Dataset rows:
★ ★ ★
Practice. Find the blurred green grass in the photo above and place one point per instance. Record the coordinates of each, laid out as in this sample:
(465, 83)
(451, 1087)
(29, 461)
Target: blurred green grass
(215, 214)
★ ★ ★
→ **AIM**
Rewrite the data above, swapping "blurred green grass" for "out-of-focus green grass" throughout and leaving everything else unchanged.

→ **WRITTEN ANSWER**
Practice. Find the out-of-focus green grass in the photo above and place one point per instance. Record the coordinates of each, laid out as in this sample:
(465, 83)
(451, 1087)
(29, 461)
Target: out-of-focus green grass
(215, 214)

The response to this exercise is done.